LISTED RECORDS:
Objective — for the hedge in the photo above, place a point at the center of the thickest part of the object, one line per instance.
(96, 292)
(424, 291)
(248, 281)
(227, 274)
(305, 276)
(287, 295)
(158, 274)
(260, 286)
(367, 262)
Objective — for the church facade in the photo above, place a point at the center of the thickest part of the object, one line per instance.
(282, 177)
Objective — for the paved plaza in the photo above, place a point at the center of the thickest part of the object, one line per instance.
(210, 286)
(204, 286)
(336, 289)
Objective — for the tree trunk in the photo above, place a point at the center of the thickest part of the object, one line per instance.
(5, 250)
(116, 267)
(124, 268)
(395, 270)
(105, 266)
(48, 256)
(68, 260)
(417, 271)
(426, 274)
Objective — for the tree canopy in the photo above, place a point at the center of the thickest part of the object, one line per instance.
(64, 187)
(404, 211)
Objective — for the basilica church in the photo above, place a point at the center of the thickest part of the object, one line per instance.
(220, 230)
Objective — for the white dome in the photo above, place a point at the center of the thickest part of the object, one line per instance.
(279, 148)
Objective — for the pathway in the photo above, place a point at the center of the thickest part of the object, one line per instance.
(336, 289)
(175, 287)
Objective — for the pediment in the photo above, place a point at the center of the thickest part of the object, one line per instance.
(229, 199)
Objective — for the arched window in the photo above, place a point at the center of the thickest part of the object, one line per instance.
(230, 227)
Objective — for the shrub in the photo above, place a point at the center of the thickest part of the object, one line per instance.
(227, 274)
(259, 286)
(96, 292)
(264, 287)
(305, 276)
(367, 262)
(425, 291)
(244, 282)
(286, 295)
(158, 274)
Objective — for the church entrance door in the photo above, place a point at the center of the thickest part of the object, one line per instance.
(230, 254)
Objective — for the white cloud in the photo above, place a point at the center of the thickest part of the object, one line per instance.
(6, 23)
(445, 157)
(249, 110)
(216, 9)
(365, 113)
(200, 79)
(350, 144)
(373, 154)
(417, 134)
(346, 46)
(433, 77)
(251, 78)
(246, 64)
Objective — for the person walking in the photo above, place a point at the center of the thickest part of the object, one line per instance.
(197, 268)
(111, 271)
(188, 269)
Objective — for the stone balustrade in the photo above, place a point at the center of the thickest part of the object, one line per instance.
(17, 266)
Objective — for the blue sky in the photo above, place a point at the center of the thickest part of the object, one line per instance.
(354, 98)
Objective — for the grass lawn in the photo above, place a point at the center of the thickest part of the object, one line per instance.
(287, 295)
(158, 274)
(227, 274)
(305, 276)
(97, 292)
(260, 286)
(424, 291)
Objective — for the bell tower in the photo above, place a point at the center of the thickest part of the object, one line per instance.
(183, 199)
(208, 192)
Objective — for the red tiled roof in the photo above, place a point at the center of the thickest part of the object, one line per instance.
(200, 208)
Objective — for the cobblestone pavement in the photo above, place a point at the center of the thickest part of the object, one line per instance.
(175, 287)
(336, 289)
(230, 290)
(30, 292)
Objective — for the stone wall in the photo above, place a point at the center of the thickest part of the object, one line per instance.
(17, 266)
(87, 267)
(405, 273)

...

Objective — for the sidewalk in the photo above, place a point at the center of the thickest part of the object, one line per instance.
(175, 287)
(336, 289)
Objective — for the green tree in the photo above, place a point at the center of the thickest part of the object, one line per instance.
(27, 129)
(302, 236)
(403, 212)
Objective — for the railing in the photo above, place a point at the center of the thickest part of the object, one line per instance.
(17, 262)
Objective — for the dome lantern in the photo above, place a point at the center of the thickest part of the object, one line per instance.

* * *

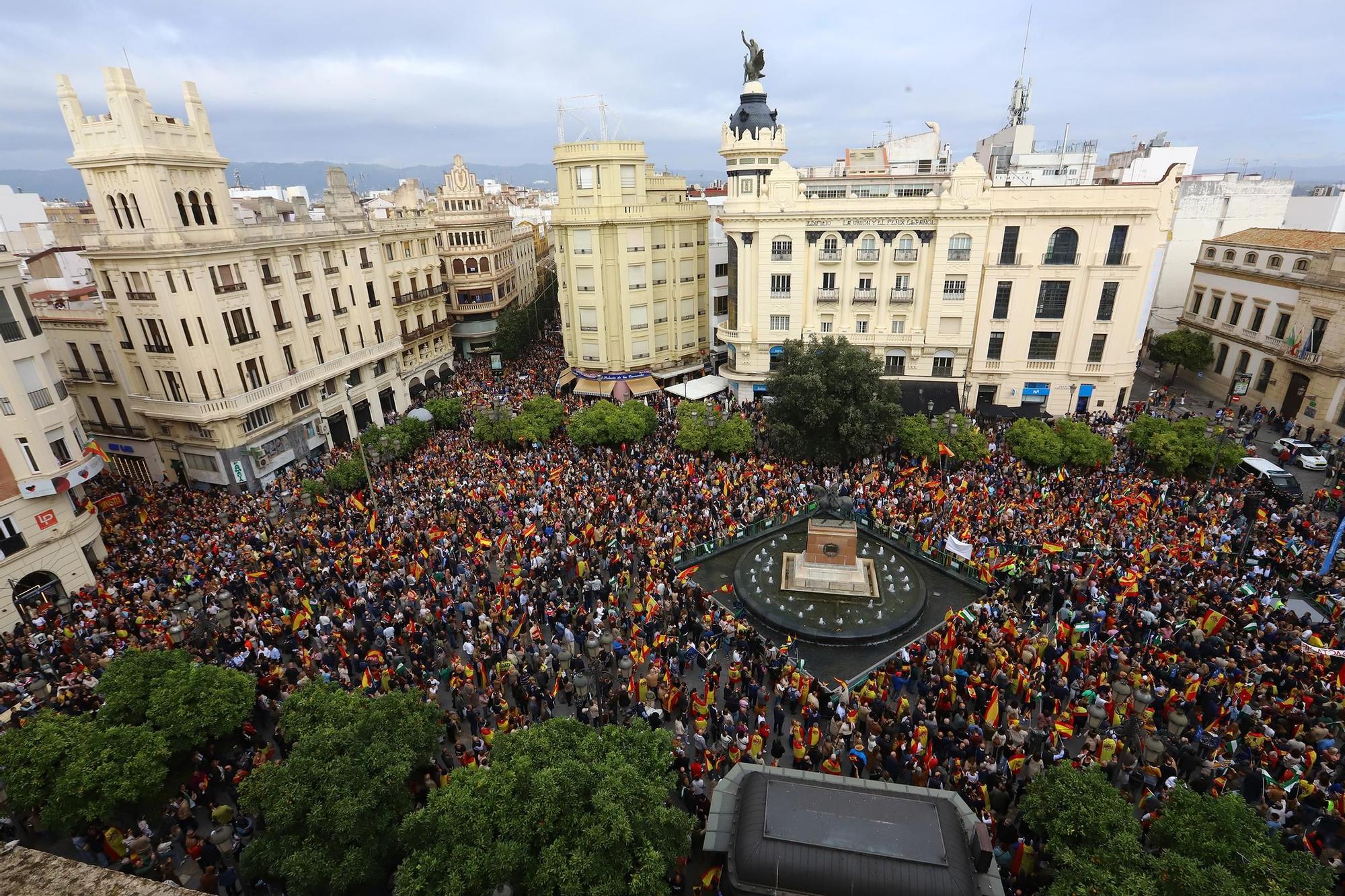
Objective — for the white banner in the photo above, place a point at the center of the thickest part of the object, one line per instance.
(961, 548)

EXERCISE INSTRUCTIONS: Begin with the line above that has "Objective — for the railing" and continue through the line that has "Objective — for the dome", setting each one down exactly. Stop there.

SOLUTION:
Objective — for the railing in the photo above, place a point at the center of the thickest part of the object, one line per instance.
(17, 262)
Objective — for the dome lantern in the photo above, place a point at the center of the thickest part of the object, one line per instance.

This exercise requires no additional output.